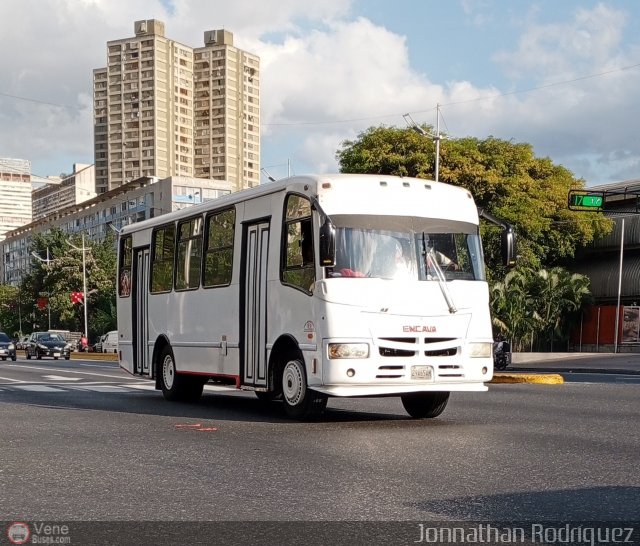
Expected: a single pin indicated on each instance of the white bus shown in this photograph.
(312, 287)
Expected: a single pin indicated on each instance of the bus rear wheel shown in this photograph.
(425, 405)
(175, 386)
(300, 402)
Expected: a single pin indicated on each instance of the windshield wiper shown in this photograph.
(430, 260)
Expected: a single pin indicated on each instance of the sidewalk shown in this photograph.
(620, 363)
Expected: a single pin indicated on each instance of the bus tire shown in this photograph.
(300, 402)
(425, 405)
(177, 387)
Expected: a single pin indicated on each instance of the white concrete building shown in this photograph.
(15, 194)
(138, 200)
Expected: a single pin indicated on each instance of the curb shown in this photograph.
(539, 378)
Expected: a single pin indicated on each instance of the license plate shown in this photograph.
(424, 373)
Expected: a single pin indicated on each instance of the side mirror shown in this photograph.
(327, 244)
(508, 246)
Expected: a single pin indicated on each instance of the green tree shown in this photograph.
(512, 310)
(62, 274)
(560, 296)
(10, 312)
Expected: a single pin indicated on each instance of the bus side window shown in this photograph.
(218, 249)
(298, 267)
(163, 252)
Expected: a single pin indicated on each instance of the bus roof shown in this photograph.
(349, 194)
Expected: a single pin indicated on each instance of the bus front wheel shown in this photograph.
(300, 402)
(424, 405)
(175, 386)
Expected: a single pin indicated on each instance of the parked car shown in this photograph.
(47, 344)
(7, 347)
(109, 342)
(97, 346)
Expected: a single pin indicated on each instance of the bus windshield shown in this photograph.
(407, 254)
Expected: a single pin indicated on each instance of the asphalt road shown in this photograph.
(85, 441)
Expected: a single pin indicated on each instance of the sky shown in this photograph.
(563, 76)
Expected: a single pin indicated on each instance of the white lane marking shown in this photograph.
(38, 388)
(143, 386)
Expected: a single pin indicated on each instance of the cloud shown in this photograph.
(327, 74)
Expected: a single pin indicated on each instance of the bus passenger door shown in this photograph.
(140, 317)
(255, 303)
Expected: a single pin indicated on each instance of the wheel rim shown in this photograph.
(293, 387)
(168, 371)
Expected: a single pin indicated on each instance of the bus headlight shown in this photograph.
(480, 350)
(348, 350)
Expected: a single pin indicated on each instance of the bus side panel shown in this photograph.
(194, 323)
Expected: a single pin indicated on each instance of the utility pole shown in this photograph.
(436, 138)
(47, 261)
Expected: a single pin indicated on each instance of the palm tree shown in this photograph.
━━━━━━━━━━━━━━━━━━━━━━━━━━━━━━
**Task instructions**:
Apart from the pictures, the entries above are to be repeated in full and exactly.

**Result**:
Expected: a single pin indicated on each instance of the white bus shown in this photograph.
(312, 287)
Expected: a single pin indicated on each instance of the bus rear wheel shown in this photograph.
(425, 405)
(175, 386)
(300, 402)
Expected: a single pin indicated on each instance of the windshield wiper shown in this photograph.
(430, 260)
Expected: a single pin indicated on each instance of the sidewalk shown in this photograph.
(620, 363)
Expected: a single pin indicated on each instance of the bus tire shown in this photograph.
(300, 402)
(425, 405)
(177, 387)
Expected: a single pin indicated on each instance of the white concrete building shown in this photograph.
(15, 194)
(138, 200)
Expected: a single pin indicated on each instance of the curb shown in this photograph.
(539, 378)
Expected: a single pin indicated on each instance of the license plate shown in this photograph.
(424, 373)
Expected: a single pin indicated on each instance of the side mirror shown in this photograph.
(327, 244)
(508, 246)
Expected: a single pin indicated on each instance of the green tree shown in this photograph.
(512, 310)
(62, 274)
(560, 296)
(10, 312)
Expected: a single pin indicated on each instance of the bus side window shown in this photograph.
(218, 249)
(298, 267)
(163, 252)
Expected: a single pin indicated on each instance of the bus roof shown in this photograph.
(349, 194)
Expected: a single pin indicated on each instance of the bus front wheel shown in this photograph.
(300, 402)
(424, 405)
(175, 386)
Expected: a single pin indicated on each instance of the parked car shown in this photograph.
(47, 344)
(7, 347)
(109, 342)
(97, 346)
Expected: a single pin indicated on each instance of the bus windshield shown in this photograph.
(407, 254)
Expected: a single pin indicated on each instance of the asphalt road shown in this photograph.
(85, 441)
Expected: a single pin indicated on each instance of the sky shown in this photograph.
(563, 76)
Expected: a single pin indicated on each instance of the white lane marking shown in this photograph.
(38, 388)
(143, 386)
Expected: a single pin indicated on each instance of the cloud shown in this photograph.
(327, 74)
Expected: a single pin indicated on each instance of the bus passenger door shown in this photograph.
(140, 317)
(255, 303)
Expected: a single pin indicated on each instance of the wheel rim shown in this photograph.
(293, 387)
(168, 371)
Expected: a single pin indicated on each instance of the bus headlight shown in this photograph.
(480, 350)
(348, 350)
Expected: a single pin indicated on each instance of the bus side panel shown in this photograph.
(194, 323)
Expected: a single pin indicated on each instance of the utility pole shown in this photograph.
(436, 138)
(47, 261)
Expected: a single pin indicated on each instance of the palm tree shown in this photograph.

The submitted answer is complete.